** START **

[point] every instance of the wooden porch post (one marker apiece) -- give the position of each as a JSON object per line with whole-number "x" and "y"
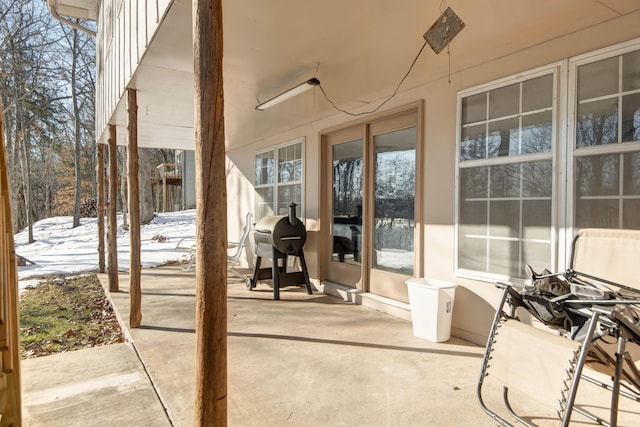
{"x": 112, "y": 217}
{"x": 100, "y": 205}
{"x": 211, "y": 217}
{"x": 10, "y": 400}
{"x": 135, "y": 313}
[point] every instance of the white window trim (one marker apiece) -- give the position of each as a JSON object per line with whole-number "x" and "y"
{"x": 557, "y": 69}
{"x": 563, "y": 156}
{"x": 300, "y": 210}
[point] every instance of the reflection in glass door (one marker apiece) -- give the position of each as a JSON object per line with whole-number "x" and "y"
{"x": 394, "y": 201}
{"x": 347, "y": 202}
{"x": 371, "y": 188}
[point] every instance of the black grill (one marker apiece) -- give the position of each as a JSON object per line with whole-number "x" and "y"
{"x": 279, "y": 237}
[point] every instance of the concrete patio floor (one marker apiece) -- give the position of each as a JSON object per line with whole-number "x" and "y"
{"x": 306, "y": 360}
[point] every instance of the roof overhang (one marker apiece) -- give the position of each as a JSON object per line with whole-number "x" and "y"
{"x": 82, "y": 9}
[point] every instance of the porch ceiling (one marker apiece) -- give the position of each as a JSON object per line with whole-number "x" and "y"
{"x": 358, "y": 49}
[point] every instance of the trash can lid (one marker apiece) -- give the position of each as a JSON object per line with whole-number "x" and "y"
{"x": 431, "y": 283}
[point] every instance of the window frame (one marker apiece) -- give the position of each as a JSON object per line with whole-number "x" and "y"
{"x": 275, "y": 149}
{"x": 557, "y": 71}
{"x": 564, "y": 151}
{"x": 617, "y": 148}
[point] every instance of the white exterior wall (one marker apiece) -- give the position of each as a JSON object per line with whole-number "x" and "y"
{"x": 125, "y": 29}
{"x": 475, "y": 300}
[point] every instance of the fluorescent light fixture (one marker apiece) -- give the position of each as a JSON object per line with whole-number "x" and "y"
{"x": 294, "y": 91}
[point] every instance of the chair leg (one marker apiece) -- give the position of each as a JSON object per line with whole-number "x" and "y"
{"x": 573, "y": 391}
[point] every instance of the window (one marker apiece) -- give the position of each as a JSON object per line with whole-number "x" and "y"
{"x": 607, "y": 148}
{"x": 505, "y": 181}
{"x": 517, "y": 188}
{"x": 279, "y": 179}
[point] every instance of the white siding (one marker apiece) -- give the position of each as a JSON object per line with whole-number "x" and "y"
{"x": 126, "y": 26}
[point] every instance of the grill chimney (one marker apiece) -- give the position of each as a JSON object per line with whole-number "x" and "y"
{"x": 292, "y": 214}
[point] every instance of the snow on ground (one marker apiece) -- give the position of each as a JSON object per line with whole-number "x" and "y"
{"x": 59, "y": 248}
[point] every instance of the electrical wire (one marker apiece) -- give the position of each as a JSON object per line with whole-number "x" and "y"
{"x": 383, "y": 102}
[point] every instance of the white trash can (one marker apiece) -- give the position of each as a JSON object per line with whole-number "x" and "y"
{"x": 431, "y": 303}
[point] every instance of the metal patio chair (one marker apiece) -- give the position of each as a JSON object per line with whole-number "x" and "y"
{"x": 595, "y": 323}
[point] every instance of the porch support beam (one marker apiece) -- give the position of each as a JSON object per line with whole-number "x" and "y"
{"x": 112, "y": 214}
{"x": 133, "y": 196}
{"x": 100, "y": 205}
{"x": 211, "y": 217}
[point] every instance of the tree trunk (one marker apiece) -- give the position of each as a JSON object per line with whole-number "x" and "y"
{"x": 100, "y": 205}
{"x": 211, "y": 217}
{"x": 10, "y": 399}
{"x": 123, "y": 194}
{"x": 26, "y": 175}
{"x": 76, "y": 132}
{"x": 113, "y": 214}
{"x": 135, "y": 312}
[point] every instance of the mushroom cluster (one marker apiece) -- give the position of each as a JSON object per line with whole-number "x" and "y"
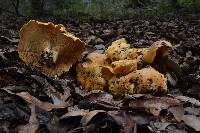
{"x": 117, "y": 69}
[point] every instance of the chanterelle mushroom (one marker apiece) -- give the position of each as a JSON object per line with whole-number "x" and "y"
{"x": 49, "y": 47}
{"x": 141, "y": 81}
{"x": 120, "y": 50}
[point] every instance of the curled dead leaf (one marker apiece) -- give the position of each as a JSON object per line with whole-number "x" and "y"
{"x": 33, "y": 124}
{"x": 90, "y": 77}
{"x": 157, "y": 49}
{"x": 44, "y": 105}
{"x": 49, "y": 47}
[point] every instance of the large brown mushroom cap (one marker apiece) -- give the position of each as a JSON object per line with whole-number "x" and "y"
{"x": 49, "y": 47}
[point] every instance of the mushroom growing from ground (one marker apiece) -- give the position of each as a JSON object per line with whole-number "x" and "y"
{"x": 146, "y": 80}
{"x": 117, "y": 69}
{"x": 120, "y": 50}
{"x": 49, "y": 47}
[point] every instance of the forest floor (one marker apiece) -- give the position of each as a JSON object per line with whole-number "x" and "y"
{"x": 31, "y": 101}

** END **
** START **

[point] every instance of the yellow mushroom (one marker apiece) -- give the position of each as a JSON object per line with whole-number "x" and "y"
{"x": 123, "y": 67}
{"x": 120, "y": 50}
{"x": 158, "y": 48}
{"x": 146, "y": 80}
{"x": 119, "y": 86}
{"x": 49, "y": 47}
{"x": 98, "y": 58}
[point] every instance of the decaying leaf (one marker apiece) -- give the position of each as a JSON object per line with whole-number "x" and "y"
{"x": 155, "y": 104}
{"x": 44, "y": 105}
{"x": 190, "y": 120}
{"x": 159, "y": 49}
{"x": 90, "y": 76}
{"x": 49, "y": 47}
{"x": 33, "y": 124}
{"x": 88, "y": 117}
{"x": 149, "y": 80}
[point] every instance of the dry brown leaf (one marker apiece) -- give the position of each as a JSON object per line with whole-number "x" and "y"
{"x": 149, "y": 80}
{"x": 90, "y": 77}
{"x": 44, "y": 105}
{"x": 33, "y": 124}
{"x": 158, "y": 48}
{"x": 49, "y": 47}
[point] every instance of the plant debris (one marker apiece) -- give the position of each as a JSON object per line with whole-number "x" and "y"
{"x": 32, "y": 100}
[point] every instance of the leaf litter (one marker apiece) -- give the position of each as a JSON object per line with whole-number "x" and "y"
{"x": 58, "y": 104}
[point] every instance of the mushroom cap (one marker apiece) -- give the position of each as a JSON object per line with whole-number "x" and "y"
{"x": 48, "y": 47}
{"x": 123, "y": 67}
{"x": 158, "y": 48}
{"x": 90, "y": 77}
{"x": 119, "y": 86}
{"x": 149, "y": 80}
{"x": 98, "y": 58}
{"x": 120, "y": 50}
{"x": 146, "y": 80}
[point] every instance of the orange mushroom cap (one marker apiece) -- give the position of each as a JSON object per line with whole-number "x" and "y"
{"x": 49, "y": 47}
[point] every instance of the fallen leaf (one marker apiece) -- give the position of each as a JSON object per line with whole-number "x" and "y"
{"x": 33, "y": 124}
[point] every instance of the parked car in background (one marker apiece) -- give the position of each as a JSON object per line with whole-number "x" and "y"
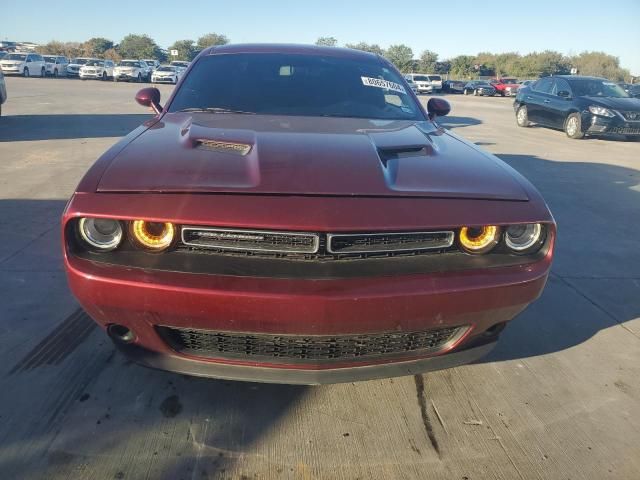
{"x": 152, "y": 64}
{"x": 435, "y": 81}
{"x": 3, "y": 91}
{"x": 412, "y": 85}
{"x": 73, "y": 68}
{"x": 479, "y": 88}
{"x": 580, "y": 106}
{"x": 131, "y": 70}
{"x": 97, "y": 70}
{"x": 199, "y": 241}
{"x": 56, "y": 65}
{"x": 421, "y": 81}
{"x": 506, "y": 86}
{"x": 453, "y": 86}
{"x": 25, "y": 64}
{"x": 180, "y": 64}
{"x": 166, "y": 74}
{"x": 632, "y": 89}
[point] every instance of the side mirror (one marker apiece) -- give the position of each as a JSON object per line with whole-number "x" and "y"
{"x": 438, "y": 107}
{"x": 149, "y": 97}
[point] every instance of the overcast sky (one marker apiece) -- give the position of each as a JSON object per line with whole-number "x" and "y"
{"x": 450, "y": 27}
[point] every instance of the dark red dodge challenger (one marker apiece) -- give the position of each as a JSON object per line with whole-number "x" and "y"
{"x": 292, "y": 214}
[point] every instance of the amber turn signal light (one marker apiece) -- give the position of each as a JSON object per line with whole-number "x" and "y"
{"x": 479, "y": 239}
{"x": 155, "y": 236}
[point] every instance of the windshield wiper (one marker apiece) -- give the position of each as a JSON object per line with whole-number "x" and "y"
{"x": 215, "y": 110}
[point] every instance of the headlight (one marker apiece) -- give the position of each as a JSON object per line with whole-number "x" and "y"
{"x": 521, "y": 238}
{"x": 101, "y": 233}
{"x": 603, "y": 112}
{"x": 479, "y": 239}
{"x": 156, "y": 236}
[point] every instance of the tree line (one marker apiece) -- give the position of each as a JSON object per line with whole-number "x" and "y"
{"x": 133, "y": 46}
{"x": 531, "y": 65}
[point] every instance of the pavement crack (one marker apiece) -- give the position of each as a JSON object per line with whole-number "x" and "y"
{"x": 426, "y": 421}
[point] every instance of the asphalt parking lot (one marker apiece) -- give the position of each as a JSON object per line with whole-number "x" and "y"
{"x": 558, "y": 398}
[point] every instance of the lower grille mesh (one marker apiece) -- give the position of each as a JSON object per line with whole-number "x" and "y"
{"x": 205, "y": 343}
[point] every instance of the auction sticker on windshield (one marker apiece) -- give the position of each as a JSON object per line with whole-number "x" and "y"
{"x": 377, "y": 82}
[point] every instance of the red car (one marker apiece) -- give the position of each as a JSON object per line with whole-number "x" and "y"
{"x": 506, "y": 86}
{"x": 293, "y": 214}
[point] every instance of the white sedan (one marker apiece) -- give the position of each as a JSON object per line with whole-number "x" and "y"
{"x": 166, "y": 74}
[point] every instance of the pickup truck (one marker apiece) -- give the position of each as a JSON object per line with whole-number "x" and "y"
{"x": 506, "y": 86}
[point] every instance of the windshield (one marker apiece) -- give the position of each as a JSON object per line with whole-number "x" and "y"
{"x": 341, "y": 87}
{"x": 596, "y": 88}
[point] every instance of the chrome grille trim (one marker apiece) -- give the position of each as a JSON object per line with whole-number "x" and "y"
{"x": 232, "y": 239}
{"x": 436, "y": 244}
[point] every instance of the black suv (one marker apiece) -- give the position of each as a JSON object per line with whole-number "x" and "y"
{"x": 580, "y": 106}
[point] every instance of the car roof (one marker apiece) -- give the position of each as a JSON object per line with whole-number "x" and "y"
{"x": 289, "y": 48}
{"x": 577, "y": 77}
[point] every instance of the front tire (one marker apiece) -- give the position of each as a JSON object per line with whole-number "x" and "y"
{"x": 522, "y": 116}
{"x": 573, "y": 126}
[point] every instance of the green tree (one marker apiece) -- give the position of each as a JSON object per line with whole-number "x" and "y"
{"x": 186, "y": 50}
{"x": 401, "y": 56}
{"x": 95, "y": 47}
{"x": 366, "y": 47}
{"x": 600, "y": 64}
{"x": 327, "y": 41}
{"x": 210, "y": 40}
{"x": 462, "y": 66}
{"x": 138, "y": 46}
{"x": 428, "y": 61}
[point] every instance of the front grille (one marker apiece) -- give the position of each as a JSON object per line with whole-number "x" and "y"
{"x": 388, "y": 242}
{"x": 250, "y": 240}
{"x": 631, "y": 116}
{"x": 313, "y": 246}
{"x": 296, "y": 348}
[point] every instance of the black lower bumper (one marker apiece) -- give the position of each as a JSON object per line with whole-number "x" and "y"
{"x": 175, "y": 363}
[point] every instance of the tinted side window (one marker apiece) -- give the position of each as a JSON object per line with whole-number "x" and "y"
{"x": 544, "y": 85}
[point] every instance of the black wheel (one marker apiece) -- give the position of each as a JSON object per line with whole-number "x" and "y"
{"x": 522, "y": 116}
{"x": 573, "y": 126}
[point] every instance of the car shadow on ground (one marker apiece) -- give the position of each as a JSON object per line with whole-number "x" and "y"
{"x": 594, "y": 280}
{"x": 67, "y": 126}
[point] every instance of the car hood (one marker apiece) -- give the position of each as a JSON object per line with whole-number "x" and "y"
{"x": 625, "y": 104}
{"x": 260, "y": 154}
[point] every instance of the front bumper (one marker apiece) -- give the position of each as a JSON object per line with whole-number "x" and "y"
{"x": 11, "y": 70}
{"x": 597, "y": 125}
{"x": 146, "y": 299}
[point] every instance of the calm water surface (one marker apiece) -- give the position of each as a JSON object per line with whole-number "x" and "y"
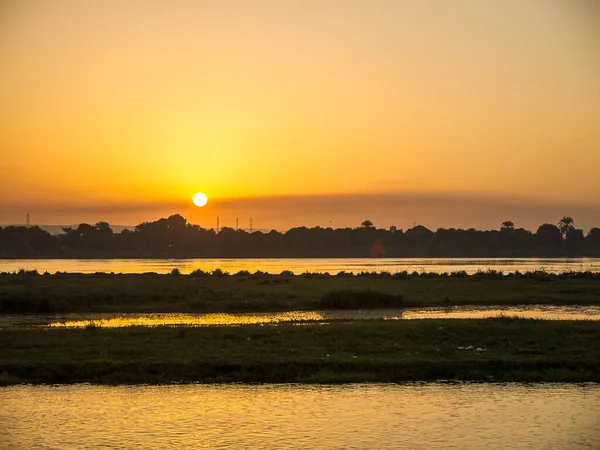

** END **

Rewrite the lines above as a numbered list, from the line containing "[point] every instance of the car shadow" up to and including the line containing "[point] every instance of the calm". Skip any blank lines.

1. [point] every instance of the car shadow on ground (one marker apiece) -- give the position of each as a JSON object per line with whole-number "x" and "y"
2. {"x": 594, "y": 280}
3. {"x": 67, "y": 126}
4. [point] every instance of the car hood (one marker apiece) -- give the position of each as a JSON object per line with whole-number "x" and "y"
5. {"x": 625, "y": 104}
6. {"x": 260, "y": 154}
7. [point] every instance of the front bumper (one marker apiece) -- give the position of each as a JSON object per line with whole-number "x" and "y"
8. {"x": 11, "y": 70}
9. {"x": 597, "y": 125}
10. {"x": 146, "y": 299}
11. [point] every instance of the calm water surface (one marker apiece) -- give the position of each as a JSON object per line with whole-number "x" and "y"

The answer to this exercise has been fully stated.